Challenge:
Leave the pictures out, and retype all of the material exactly as written.

Given data:
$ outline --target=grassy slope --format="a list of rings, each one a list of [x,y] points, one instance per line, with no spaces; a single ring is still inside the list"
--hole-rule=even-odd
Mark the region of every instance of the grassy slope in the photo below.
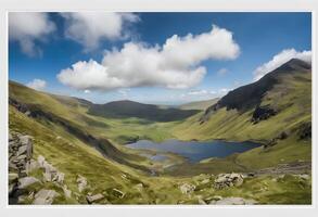
[[[220,108],[203,124],[199,122],[203,113],[188,118],[174,128],[174,135],[183,140],[227,139],[266,142],[276,138],[280,132],[288,131],[291,135],[288,139],[279,140],[277,145],[268,150],[257,148],[240,154],[236,157],[236,163],[249,169],[256,169],[275,166],[278,163],[310,162],[311,140],[298,140],[296,131],[301,124],[311,122],[311,98],[308,95],[311,95],[310,73],[284,75],[282,82],[275,86],[262,101],[264,105],[271,104],[280,110],[276,116],[253,124],[251,122],[253,110],[240,113],[237,110]],[[201,167],[213,170],[217,161],[221,159],[204,163]],[[226,161],[226,166],[221,166],[220,170],[228,168],[230,162],[232,161]],[[232,164],[234,163],[232,162]]]
[[[204,100],[204,101],[196,101],[196,102],[189,102],[186,104],[181,104],[178,106],[180,110],[201,110],[204,111],[211,105],[215,104],[219,99],[212,99],[212,100]]]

Result of the task:
$ outline --target=grassy slope --format="a list of rings, each one a list of [x,y] points, one instance per line, with no spaces; a single ring is still inside the list"
--hole-rule=even-odd
Mark the region of every instance of the grassy slope in the photo below.
[[[220,108],[203,124],[199,122],[203,113],[188,118],[174,128],[174,135],[183,140],[227,139],[266,142],[276,138],[280,132],[288,131],[291,135],[288,139],[279,140],[277,145],[268,150],[257,148],[240,154],[236,157],[236,163],[249,169],[256,169],[275,166],[278,163],[310,162],[311,140],[298,140],[296,131],[301,124],[311,122],[311,98],[308,95],[311,95],[310,73],[284,75],[282,82],[275,86],[262,101],[264,105],[271,104],[280,110],[276,116],[253,124],[251,122],[253,110],[240,113],[237,110]],[[201,167],[213,170],[217,161],[221,159],[204,163]],[[226,161],[226,166],[221,166],[220,170],[228,168],[230,162],[232,161]],[[232,164],[234,163],[232,162]]]
[[[204,100],[204,101],[196,101],[196,102],[189,102],[186,104],[181,104],[178,106],[180,110],[201,110],[204,111],[211,105],[215,104],[219,99],[212,99],[212,100]]]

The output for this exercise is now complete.